**Excerpt**
Watch Alex Cowan discuss the relationship between a product manager and the consulting and support teams.
In this video, I’m going to show you how to create a robust productive interface with your consulting and support teams, an interface that allows you to continually improve that overall user experience, that overall customer journey.
So we have our solution. And that includes both our core product as well as everything else that it takes to make that core product work. So that could be third party products. And it includes among other things, consulting and support. One thing that we don’t want to do is not learn from this and fold it back into the core product. And this is something that good product managers are really skillful at, they have interfaces with their consulting and their support teams that not only allow those folks to do their jobs better but they’re continually folding learnings in to the core product.
Not that this stuff was ever not important but with the advent of SAS and apps and things that people pay for monthly. The importance of not just acquiring a customer but keeping them engaged is becoming increasingly important and these are critical vehicles to help you be successful in that. The customer journey is a great place to think about where we’re using consulting and support. Are those the right places and how are we learning from that to make core product better. Let’s say certain dips consistently happen. Well, maybe if we can predict that, that is a good place to engage a consulting product. Just meaning some kind of a paid engagement beyond the core product.

(Entries from an annotation dataset)
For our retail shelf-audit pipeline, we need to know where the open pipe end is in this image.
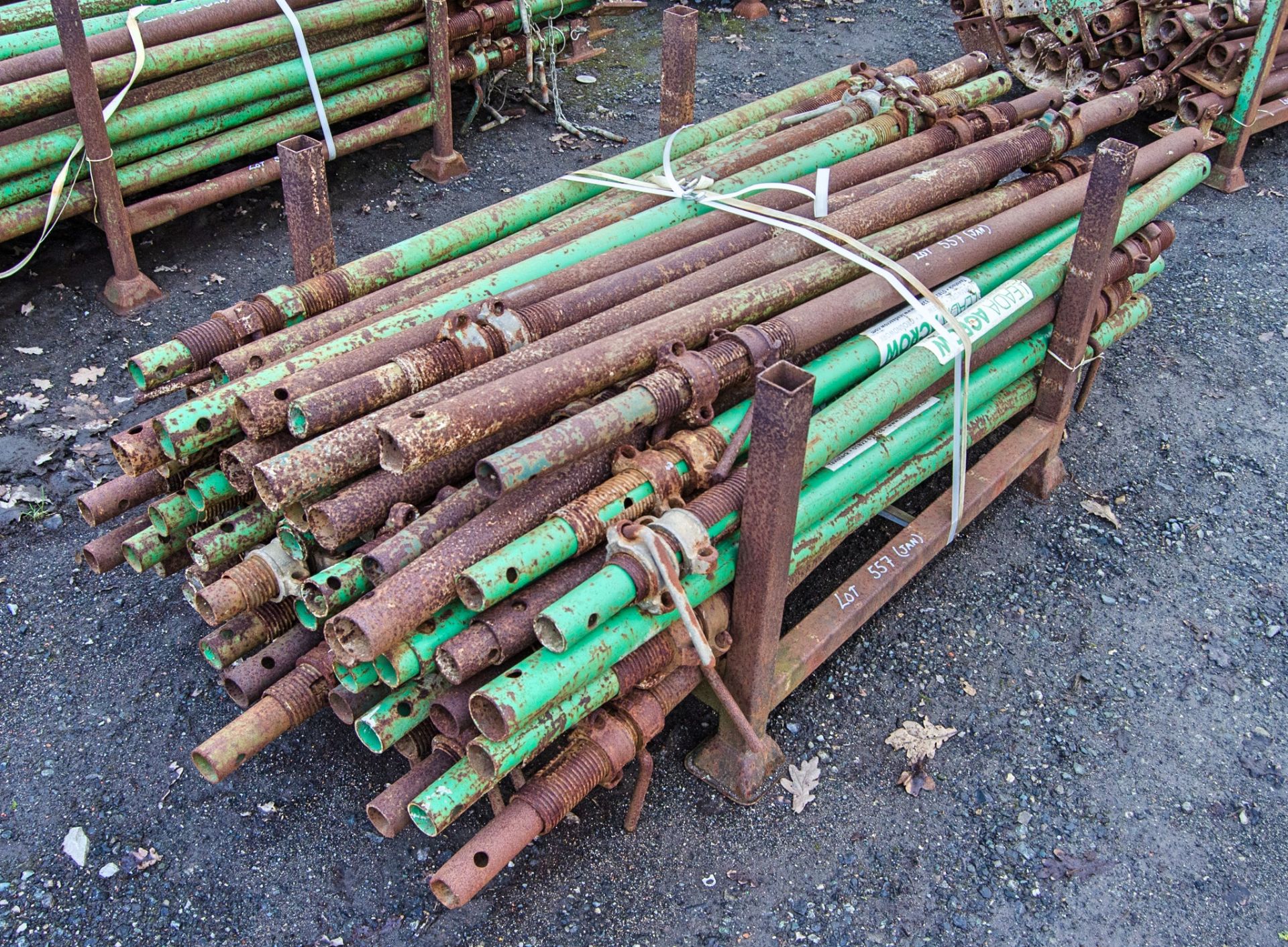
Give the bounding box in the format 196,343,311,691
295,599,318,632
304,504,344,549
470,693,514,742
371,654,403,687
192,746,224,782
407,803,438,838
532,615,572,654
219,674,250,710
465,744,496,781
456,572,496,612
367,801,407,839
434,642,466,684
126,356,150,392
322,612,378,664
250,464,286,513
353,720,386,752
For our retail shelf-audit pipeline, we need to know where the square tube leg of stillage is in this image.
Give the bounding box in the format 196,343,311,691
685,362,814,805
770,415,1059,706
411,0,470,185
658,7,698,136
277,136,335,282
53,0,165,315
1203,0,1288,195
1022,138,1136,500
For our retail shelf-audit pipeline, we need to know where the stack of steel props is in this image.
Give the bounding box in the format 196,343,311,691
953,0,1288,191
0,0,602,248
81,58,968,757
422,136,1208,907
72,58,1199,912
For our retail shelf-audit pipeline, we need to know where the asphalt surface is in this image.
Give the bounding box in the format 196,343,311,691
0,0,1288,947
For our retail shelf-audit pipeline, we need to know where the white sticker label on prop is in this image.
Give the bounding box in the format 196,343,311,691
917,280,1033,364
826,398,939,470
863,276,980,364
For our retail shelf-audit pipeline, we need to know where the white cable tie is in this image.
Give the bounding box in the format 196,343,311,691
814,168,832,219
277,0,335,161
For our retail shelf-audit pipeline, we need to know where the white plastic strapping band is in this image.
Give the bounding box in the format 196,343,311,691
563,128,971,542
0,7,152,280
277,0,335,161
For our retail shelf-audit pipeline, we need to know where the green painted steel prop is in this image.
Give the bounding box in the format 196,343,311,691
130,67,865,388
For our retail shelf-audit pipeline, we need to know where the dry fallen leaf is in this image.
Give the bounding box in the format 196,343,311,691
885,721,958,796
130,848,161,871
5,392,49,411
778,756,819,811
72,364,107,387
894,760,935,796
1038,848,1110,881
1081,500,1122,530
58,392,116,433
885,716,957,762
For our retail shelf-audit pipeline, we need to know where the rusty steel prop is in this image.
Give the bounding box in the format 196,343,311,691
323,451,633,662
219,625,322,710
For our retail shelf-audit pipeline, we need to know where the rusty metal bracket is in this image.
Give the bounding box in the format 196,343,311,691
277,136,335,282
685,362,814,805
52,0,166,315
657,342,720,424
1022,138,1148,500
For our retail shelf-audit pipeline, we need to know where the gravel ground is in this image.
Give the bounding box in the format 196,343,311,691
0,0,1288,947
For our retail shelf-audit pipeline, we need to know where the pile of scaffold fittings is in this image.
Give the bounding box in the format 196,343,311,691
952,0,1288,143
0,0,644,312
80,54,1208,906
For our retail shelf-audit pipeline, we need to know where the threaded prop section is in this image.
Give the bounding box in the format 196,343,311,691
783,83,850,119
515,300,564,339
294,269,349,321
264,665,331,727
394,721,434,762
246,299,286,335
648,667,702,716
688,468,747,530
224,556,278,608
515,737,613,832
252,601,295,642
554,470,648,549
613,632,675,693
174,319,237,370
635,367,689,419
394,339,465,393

**Tasks and exercises**
• 1. In the product management transcript, what does the speaker call a great place to think about where consulting and support are being used?
• 2. Copy the product management transcript word for word, from "So we have our" to "in to the core product.".

**Completed exercise**
• 1. The customer journey.

• 2.
So we have our solution. And that includes both our core product as well as everything else that it takes to make that core product work. So that could be third party products. And it includes among other things, consulting and support. One thing that we don’t want to do is not learn from this and fold it back into the core product. And this is something that good product managers are really skillful at, they have interfaces with their consulting and their support teams that not only allow those folks to do their jobs better but they’re continually folding learnings in to the core product.